(Point labeling records)

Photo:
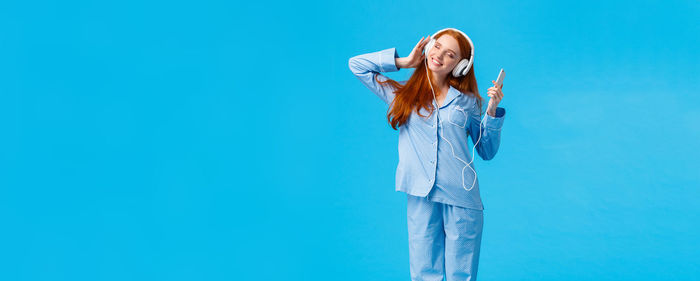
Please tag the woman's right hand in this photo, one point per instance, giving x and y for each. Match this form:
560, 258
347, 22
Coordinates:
416, 56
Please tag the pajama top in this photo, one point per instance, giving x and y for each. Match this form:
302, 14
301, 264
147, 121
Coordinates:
433, 156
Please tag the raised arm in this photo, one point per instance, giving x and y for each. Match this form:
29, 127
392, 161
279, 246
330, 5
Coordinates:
487, 146
366, 66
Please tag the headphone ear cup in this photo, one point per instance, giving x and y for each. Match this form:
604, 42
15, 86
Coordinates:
459, 70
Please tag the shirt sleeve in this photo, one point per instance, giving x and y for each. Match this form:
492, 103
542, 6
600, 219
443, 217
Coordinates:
366, 66
490, 129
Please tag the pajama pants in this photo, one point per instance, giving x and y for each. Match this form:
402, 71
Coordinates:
443, 240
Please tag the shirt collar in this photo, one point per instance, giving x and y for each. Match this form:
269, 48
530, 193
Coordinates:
452, 93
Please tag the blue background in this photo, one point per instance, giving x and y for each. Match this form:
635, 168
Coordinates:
219, 140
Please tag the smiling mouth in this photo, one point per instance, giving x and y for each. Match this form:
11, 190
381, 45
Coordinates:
435, 62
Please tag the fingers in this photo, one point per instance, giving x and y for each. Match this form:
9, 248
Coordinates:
419, 43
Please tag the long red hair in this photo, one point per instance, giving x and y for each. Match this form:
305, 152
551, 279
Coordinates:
416, 93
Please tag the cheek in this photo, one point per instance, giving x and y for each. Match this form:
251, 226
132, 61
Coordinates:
452, 63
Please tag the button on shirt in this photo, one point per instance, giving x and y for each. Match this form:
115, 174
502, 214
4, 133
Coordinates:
431, 153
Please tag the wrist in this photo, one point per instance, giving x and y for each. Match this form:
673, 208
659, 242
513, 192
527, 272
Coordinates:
400, 62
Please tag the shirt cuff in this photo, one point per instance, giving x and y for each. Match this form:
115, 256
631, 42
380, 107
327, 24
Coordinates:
387, 60
495, 123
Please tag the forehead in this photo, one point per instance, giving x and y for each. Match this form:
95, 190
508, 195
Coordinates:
449, 42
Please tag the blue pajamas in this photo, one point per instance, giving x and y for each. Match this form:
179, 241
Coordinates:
445, 212
444, 240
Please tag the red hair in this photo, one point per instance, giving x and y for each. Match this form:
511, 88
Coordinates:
416, 93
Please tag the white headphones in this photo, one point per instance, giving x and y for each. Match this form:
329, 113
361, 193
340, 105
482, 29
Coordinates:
465, 64
460, 70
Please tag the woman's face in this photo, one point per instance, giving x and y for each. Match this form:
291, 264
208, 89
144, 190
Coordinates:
444, 55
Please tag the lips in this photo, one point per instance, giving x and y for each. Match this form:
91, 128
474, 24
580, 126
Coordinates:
435, 62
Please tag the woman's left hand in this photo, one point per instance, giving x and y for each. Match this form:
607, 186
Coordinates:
496, 94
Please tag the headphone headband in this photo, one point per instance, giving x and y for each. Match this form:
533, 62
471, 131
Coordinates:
465, 64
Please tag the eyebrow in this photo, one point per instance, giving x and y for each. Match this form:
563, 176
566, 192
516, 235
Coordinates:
447, 48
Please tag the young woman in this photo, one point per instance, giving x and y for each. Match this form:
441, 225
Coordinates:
445, 213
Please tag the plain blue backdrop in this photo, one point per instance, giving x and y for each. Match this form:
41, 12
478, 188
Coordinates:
225, 140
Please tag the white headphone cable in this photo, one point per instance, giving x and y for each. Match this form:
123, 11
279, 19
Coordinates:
442, 135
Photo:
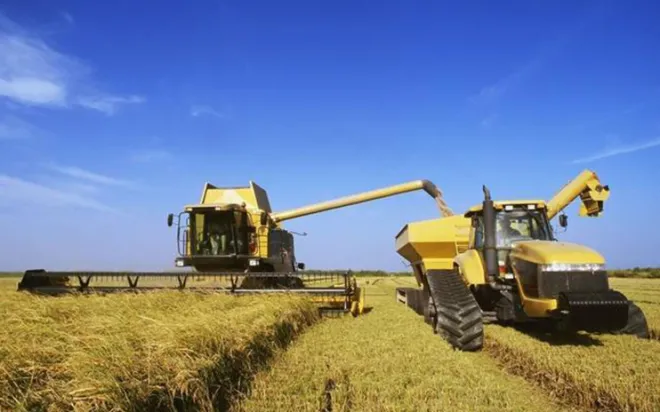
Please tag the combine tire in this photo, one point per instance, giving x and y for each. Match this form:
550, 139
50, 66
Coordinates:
636, 323
458, 316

Your task:
Copy everything from the line containing "Please tag the plain" down through the end of the records, leaving the pictures out.

Full response:
Please tag the plain blue backdrop in this photo, one point per instance, giving x and y for each. Match this form:
41, 12
478, 188
Coordinates:
225, 140
Please tag the white headphone cable in this photo, one point per instance, giving x and y for each. Match this form:
123, 11
279, 19
Coordinates:
442, 135
Photo:
Please tag the combine tire in this photo, one point per instance, giving x and y for each. Match this form:
550, 139
50, 66
Coordinates:
636, 323
458, 316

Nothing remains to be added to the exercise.